BEGIN PASSAGE

NEWS RELEASE

Colibri Announces Non-Brokered Private Placement

August 23, 2024

Dieppe, New Brunswick--(Newsfile Corp. - August 23, 2024) - Colibri Resource Corporation (TSXV: CBI)  ("Colibri" or the "Company") is pleased to announce that it intends to conduct a non-brokered private placement (the "Offering") of up to 9,000,000 units (the "Units") at a price of $0.05 for gross proceeds of up to $450,000, each Unit consisting of one (1) common share (a "Common Share") and one (1) common share purchase warrant (the Warrants). Each Warrant will entitle the holder to acquire one additional Common Share of the Corporation at a price of C$0.075 for a period of 24 months following the closing of the Offering.


The net proceeds of the Offering will be used for upcoming exploration expenses at its highly prospective precious metals projects in Mexico, including the Pilar Gold Project & the EP Gold Project and for working capital.


The Offering is anticipated to close towards mid-September 2024 (the "Closing"). Closing may occur in one or more tranches. Closing of the Offering remains subject to the acceptance of the TSX Venture Exchange. Common Shares issuable will be subject to a statutory hold period expiring on the date that is four months and one day after Closing. The Company may pay finders fees to qualified finders as per the guidelines of the TSX Venture Exchange.


The Offering will be conducted by the Company utilizing the "accredited investor" exemption of National Instrument 45-106 -- Prospectus and Registration Exemptions and other applicable exemptions available to the Company.


Interested parties may request further details by contacting: Ian McGavney, President & CEO at (506) 383-4274 or ianmcgavney@colibriresource.com.


Certain insiders of the Company may acquire Units in the Offering. Any participation by insiders in the Private Placement will constitute a "related party transaction" as defined under Multilateral Instrument 61-101 Protection of Minority Security Holders in Special Transactions ("MI 61-101"). The Company, however, expects that such participation will be exempt from the formal valuation and minority shareholder approval requirements of MI 61-101 as the fair market value of the Units subscribed for by the insiders, nor the consideration for the Units paid by such insiders, will exceed 25% of the Company's market capitalization.


The securities of the Company in this Offering have not been, and will not be, registered under the U.S. Securities Act of 1933, as amended (the "U.S. Securities Act") or any U.S. state securities laws and may not be offered or sold in the United States absent registration or an available exemption from the registration requirement of the U.S. Securities Act and applicable U.S. state securities laws. This press release shall not constitute an offer to sell or the solicitation of an offer to buy, nor shall there be any sale of these securities, in any jurisdiction in which such offer, solicitation or sale would be unlawful.

END PASSAGE
BEGIN PROVIDED INFORMATION

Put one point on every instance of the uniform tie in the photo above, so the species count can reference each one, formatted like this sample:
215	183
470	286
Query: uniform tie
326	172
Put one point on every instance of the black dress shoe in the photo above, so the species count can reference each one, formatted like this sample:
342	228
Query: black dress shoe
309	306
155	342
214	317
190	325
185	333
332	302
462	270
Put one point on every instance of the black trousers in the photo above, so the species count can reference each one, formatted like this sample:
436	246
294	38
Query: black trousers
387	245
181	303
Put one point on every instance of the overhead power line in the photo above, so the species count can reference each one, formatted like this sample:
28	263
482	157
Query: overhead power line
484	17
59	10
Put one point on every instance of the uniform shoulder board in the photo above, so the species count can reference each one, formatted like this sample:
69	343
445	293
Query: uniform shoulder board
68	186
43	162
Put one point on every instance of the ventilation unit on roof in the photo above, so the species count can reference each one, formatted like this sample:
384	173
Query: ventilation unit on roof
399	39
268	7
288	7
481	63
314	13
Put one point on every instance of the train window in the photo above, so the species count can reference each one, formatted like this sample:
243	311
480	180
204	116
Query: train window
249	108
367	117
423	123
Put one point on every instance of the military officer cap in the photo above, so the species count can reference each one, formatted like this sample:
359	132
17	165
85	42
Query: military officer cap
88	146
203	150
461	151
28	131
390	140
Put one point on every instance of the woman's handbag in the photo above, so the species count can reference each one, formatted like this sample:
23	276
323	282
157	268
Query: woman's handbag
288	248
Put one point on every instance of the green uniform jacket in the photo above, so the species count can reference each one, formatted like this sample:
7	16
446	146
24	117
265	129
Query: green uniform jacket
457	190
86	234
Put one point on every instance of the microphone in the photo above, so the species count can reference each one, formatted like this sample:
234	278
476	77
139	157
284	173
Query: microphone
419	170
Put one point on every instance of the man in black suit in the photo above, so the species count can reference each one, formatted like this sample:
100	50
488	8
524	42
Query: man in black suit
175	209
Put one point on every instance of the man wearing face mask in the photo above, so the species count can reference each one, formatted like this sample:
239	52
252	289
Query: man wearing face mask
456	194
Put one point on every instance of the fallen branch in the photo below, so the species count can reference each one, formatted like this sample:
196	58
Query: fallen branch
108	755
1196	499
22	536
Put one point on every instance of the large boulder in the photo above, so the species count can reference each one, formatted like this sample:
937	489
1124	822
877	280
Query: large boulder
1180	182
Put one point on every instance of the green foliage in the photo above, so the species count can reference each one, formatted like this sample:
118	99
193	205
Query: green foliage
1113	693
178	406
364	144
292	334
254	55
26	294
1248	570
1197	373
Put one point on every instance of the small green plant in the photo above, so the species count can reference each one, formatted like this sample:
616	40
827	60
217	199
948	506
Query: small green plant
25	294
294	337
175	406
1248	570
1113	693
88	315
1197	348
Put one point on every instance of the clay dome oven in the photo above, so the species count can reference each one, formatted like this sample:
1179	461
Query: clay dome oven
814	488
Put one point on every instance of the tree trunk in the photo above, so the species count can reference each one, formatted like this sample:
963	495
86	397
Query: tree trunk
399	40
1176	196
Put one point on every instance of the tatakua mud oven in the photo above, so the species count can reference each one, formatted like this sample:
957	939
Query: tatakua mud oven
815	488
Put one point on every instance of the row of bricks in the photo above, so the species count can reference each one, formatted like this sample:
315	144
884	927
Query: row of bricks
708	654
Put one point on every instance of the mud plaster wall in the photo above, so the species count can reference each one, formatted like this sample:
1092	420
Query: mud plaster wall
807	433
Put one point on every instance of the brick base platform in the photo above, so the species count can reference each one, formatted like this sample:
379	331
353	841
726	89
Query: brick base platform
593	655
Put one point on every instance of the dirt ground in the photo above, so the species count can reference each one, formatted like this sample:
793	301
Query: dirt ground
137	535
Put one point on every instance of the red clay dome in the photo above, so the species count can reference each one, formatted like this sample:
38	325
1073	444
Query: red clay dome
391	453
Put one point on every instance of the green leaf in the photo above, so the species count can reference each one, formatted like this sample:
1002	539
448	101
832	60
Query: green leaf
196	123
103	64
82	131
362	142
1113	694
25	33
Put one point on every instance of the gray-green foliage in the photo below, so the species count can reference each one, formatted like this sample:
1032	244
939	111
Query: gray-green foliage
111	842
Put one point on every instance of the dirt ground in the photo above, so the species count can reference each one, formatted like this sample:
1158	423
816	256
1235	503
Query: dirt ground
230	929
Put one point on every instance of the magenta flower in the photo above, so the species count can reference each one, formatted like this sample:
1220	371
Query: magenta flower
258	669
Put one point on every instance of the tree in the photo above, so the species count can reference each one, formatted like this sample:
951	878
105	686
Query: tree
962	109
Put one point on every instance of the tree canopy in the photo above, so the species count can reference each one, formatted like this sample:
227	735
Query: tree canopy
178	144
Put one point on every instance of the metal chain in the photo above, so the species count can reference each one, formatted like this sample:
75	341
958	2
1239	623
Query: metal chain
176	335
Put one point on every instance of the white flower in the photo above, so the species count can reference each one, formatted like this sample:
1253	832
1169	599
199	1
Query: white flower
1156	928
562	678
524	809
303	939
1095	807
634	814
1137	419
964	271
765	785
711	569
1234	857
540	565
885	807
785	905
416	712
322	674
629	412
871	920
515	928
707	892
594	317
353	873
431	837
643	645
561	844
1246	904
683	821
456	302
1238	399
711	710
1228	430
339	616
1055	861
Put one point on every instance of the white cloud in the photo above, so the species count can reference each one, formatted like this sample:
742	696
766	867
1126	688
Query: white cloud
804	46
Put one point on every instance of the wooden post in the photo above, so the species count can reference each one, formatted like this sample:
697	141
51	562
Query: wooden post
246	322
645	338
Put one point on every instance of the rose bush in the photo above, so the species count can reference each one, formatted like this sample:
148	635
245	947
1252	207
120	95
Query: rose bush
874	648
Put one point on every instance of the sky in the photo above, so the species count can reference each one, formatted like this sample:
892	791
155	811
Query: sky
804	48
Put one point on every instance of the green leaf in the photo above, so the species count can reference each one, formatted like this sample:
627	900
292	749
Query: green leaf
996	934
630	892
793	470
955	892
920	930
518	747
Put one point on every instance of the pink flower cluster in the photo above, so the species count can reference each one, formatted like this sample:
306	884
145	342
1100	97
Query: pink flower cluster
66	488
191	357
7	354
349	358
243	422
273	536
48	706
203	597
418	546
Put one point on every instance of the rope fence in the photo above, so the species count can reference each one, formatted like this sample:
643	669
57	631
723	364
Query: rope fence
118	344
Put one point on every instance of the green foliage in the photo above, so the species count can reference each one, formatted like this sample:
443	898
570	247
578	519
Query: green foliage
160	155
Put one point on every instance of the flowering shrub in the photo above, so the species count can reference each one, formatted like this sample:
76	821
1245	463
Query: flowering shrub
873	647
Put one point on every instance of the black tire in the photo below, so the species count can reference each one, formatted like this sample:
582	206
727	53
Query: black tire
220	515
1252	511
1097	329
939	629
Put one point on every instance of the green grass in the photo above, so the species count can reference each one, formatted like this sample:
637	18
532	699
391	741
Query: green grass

END PROVIDED INFORMATION

- **WORK TO DO**
a) According to the private placement news release, why may the securities in the Offering not be offered or sold in the United States without an exemption? Answer in one to three sentences.
b) Render the part of the entries that begins with the line containing "Put one point on every instance of the flowering" and runs through the end of the entries as a JSON list of strings, one string per line, leaving out blank lines.

- **SOLVED PROBLEMS**
a) The securities have not been, and will not be, registered under the U.S. Securities Act of 1933 or any U.S. state securities laws. Without registration, they may be offered or sold in the United States only if an exemption from the registration requirement of those laws is available.

b)
[
  "Put one point on every instance of the flowering shrub in the photo above, so the species count can reference each one, formatted like this sample:",
  "76\t821",
  "1245\t463",
  "Query: flowering shrub",
  "873\t647",
  "Put one point on every instance of the black tire in the photo below, so the species count can reference each one, formatted like this sample:",
  "582\t206",
  "727\t53",
  "Query: black tire",
  "220\t515",
  "1252\t511",
  "1097\t329",
  "939\t629",
  "Put one point on every instance of the green grass in the photo above, so the species count can reference each one, formatted like this sample:",
  "637\t18",
  "532\t699",
  "391\t741",
  "Query: green grass"
]